| Short problem |
Extract each line from the entries below that contains the word "tower".

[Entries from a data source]
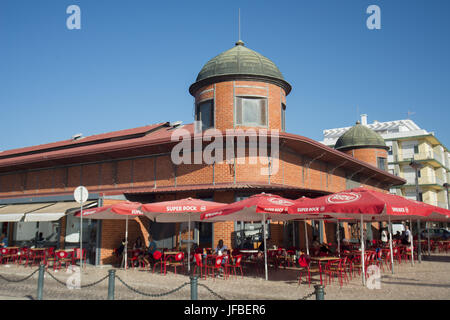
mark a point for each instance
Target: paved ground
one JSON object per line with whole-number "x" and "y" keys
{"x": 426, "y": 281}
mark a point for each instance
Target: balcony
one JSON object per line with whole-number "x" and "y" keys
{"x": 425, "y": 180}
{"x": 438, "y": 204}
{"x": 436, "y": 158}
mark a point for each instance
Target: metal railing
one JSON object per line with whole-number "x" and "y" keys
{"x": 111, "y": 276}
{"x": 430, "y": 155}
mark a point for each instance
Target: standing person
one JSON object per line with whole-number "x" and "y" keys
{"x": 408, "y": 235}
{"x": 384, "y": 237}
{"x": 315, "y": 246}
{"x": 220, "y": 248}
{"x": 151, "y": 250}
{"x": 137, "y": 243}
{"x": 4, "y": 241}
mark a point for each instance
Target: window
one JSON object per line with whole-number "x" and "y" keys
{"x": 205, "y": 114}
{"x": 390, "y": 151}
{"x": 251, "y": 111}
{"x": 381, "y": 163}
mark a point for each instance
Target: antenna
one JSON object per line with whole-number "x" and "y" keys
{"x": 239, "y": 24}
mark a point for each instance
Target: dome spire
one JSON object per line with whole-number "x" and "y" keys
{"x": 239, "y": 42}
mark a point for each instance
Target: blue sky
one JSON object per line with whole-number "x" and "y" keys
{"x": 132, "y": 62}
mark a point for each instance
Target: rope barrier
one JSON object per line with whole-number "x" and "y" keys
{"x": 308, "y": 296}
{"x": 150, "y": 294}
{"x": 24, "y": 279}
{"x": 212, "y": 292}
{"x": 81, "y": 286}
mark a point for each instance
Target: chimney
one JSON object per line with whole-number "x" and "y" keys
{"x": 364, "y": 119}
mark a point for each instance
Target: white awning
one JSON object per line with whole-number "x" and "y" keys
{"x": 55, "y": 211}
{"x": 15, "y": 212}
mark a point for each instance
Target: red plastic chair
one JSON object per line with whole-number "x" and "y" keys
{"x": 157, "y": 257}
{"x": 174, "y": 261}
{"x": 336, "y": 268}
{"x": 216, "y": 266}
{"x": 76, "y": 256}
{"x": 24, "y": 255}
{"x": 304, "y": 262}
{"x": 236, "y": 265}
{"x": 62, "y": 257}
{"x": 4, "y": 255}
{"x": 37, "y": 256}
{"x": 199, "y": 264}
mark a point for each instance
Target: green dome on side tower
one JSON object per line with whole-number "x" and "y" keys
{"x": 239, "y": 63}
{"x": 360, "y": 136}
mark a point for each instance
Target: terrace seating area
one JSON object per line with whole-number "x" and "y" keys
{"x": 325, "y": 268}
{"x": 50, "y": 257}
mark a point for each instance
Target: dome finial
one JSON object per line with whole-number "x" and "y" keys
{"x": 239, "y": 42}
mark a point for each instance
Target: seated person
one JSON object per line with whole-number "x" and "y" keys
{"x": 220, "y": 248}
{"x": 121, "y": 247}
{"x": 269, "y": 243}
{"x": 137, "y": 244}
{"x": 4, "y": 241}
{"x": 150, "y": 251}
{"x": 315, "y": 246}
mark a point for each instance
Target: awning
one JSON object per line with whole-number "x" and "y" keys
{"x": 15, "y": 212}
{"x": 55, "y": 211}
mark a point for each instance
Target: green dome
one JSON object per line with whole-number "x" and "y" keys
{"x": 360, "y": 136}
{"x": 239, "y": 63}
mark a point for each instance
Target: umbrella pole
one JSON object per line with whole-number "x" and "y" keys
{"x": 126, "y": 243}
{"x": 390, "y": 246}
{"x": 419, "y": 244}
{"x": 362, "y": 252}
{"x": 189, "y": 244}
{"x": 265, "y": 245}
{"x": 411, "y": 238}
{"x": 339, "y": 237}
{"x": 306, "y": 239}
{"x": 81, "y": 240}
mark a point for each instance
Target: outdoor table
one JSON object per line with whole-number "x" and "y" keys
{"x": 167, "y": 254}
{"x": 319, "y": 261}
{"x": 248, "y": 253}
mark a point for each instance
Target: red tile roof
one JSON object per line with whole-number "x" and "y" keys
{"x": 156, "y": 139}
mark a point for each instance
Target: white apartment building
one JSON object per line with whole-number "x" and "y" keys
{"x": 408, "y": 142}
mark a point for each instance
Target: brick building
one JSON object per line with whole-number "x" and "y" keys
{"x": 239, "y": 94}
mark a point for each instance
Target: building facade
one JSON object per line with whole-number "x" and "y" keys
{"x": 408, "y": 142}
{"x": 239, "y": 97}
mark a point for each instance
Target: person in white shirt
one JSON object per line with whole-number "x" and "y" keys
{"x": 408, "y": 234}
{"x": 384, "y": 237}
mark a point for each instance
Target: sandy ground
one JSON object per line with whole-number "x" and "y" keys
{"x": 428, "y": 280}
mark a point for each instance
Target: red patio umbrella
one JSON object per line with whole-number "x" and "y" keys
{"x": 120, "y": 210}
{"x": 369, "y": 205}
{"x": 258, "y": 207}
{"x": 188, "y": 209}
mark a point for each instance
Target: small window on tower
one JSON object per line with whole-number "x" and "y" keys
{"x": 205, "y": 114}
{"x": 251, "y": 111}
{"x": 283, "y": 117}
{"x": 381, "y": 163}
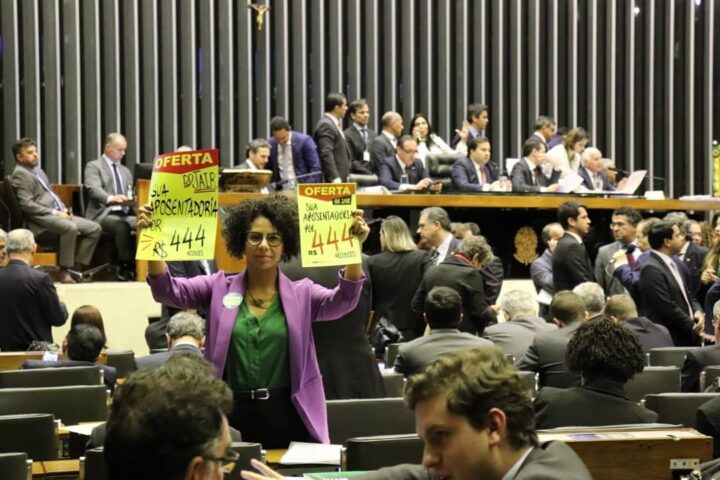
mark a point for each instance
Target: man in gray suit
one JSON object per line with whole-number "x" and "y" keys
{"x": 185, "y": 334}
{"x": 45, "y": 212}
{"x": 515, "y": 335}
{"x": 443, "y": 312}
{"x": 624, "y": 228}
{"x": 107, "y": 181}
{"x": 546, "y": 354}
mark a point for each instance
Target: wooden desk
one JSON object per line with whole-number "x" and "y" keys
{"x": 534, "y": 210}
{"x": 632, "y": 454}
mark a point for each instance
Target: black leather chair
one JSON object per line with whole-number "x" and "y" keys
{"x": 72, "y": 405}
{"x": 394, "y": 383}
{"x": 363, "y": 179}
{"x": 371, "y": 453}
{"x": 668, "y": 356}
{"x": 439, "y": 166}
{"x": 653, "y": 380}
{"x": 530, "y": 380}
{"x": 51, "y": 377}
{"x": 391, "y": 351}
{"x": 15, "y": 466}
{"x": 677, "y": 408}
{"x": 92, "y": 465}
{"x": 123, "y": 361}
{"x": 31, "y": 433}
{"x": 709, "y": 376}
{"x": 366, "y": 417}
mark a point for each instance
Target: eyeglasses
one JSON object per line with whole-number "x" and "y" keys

| Result of this task |
Target: green dome on side tower
Target: small window on tower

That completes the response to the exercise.